--- INPUT RECORDS ---
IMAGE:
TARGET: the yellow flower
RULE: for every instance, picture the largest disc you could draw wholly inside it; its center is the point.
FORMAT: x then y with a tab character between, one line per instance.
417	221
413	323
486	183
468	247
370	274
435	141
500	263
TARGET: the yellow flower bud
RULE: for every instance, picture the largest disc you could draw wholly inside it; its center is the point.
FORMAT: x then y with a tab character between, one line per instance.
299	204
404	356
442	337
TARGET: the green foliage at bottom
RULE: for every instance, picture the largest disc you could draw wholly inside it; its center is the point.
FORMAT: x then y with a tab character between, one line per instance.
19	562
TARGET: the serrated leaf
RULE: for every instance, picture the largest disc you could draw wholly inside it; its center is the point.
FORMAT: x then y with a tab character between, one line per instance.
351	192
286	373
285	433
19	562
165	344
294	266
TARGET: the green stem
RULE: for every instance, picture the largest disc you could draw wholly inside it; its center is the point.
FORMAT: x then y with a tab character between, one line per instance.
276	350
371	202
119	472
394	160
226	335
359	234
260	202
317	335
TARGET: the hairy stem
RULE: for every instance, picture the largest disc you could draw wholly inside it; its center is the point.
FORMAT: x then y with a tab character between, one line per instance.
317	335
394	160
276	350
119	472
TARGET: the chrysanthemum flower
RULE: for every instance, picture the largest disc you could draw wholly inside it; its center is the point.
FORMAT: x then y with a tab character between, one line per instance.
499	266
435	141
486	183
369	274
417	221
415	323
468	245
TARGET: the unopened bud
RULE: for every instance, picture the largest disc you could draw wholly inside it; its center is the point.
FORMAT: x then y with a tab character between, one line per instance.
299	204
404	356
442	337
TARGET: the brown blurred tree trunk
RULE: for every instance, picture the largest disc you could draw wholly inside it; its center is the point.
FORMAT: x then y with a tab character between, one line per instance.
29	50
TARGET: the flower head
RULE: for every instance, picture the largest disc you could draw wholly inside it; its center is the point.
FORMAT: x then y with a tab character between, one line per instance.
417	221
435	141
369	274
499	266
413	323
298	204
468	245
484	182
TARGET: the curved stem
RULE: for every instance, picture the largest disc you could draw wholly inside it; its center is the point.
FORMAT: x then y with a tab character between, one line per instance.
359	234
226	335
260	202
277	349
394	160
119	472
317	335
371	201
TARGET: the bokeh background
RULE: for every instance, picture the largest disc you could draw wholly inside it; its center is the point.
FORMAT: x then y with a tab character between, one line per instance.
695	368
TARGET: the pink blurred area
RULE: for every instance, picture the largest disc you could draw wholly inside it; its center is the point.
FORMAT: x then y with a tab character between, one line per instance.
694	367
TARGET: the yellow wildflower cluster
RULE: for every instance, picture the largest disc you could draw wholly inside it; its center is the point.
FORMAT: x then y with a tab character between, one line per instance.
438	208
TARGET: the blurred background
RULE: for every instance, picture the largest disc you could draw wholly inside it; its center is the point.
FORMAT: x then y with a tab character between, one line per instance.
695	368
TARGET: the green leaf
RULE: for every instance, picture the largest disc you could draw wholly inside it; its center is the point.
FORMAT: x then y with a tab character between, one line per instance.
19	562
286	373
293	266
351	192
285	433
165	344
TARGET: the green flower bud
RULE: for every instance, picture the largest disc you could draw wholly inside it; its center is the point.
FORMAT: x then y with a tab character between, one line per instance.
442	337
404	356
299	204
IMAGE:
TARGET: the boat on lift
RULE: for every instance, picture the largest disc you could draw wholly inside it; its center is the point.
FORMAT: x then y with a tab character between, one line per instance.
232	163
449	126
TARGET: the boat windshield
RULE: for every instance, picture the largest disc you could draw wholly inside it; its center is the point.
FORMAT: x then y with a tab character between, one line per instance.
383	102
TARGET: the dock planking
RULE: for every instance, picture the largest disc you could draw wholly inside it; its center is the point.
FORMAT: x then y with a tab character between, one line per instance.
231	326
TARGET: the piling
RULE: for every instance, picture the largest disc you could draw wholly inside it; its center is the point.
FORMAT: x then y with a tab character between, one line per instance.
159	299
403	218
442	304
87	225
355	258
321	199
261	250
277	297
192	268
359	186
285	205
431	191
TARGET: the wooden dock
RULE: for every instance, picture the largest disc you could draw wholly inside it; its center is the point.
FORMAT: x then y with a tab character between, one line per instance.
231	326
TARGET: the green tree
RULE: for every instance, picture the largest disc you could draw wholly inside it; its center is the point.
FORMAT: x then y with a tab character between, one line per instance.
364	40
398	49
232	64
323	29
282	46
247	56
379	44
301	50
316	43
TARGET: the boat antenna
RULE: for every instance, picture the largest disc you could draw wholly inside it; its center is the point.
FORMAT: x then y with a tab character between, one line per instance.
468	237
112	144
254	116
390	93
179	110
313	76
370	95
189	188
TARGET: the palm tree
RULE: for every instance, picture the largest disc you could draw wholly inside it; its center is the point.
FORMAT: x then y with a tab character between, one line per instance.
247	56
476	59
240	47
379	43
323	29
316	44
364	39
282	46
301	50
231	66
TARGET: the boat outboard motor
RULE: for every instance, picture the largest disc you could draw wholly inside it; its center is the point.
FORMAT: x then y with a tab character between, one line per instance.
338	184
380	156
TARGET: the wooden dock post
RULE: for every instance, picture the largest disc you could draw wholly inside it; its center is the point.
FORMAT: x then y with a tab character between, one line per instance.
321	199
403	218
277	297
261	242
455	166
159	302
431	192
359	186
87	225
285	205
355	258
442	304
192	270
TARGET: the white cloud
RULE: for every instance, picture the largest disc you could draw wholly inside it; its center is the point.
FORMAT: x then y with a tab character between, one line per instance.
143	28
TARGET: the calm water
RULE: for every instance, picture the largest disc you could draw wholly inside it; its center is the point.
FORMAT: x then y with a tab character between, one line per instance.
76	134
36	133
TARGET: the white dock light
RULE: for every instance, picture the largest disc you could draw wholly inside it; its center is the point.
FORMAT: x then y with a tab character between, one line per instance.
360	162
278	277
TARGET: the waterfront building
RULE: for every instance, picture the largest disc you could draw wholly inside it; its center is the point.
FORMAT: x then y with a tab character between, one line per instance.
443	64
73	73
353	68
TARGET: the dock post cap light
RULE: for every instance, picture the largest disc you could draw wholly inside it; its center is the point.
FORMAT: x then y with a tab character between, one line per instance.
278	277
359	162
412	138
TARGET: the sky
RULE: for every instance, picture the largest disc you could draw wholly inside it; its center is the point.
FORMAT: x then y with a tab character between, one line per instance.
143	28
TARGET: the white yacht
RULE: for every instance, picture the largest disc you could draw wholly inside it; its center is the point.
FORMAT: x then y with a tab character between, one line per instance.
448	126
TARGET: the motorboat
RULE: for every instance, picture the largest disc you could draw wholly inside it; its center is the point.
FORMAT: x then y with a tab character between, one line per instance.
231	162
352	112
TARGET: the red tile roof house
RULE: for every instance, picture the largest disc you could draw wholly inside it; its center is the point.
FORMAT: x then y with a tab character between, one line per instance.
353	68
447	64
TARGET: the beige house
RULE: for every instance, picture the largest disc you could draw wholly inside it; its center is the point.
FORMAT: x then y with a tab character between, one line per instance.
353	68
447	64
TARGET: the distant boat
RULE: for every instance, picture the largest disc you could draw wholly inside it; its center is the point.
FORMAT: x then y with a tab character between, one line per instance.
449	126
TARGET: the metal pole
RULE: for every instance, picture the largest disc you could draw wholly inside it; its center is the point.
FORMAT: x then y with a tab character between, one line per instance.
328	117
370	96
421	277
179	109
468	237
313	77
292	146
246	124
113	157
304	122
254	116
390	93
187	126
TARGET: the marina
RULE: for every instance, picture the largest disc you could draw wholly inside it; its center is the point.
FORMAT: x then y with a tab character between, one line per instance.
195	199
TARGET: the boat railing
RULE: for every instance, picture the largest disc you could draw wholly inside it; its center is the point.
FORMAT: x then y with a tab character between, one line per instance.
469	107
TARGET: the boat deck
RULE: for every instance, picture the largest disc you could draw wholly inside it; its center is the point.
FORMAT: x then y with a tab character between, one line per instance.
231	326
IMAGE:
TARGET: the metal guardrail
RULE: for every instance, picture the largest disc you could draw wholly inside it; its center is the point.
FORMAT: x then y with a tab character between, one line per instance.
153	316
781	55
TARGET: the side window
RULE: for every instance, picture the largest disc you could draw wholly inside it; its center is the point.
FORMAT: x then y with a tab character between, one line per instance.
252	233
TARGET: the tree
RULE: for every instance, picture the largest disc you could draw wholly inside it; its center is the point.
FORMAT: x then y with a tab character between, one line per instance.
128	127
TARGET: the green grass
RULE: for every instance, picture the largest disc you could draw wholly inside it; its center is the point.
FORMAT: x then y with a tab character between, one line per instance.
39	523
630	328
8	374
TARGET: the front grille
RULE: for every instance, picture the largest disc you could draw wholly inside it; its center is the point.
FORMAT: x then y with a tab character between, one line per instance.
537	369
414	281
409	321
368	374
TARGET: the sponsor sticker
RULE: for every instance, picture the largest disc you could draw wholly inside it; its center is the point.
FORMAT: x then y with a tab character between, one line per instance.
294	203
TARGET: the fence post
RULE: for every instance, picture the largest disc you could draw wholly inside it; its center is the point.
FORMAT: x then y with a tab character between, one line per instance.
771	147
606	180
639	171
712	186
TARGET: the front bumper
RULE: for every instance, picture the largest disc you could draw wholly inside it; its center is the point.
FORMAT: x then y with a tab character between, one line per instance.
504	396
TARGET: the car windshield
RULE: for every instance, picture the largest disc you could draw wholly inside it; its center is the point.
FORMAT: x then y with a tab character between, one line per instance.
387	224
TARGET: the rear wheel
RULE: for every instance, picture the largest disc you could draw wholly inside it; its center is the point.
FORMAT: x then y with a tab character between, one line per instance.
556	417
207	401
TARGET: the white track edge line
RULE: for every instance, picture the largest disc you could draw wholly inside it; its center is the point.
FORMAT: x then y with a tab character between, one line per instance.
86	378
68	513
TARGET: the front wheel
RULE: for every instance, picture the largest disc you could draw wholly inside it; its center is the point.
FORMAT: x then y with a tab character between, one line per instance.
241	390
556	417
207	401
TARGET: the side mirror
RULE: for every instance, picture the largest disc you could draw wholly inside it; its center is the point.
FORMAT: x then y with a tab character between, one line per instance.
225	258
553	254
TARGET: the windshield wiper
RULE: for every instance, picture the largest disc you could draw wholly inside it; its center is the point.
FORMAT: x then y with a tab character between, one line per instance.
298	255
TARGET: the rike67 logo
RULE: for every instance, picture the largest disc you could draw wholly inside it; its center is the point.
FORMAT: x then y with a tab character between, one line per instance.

--- WHAT TO WORK ON ---
The lines to quote run from the one containing "TARGET: the car windshield" through the final line of the material above; please give them exactly, both ends included, and nothing else.

--- EXPECTED OUTPUT ---
TARGET: the car windshield
RULE: for every instance, picture the largest disc you could draw wholly inside it; its center is the point.
FORMAT: x then y with a tab character between, one line per instance.
387	224
TARGET: the rear wheel
RULE: for every instance, picture the largest disc you could draw wholly inside it; its center is the point.
FORMAT: x then y with a tab character between, one line per instance.
556	417
207	401
TARGET: the white track edge line
RULE: for every instance, picture the largest disc you could draw wholly inside it; its center is the point.
FORMAT: x then y with a tab character between, one line per instance.
86	378
68	513
TARGET: the front wheel
RULE: for every instance, picture the largest disc you could draw wholly inside it; its center is the point.
FORMAT: x then y with a tab character between, one line per instance.
241	390
556	417
207	401
TARGET: the side mirror
RULE: for every instance, picture the largest disc you could draw wholly inside it; its center is the point.
FORMAT: x then y with a tab character between, one line per instance.
225	258
553	254
TARGET: the windshield wiper
RULE: for every instance, picture the largest disc you could draw wholly inside it; its center is the point.
FORMAT: x then y with a tab character between, one line per instance.
298	255
TARGET: the rike67 logo
RULE: for every instance, picture the largest disc you could draw wholly inside it; its center is the point.
FORMAT: x then y with a tab character between, one line per instance.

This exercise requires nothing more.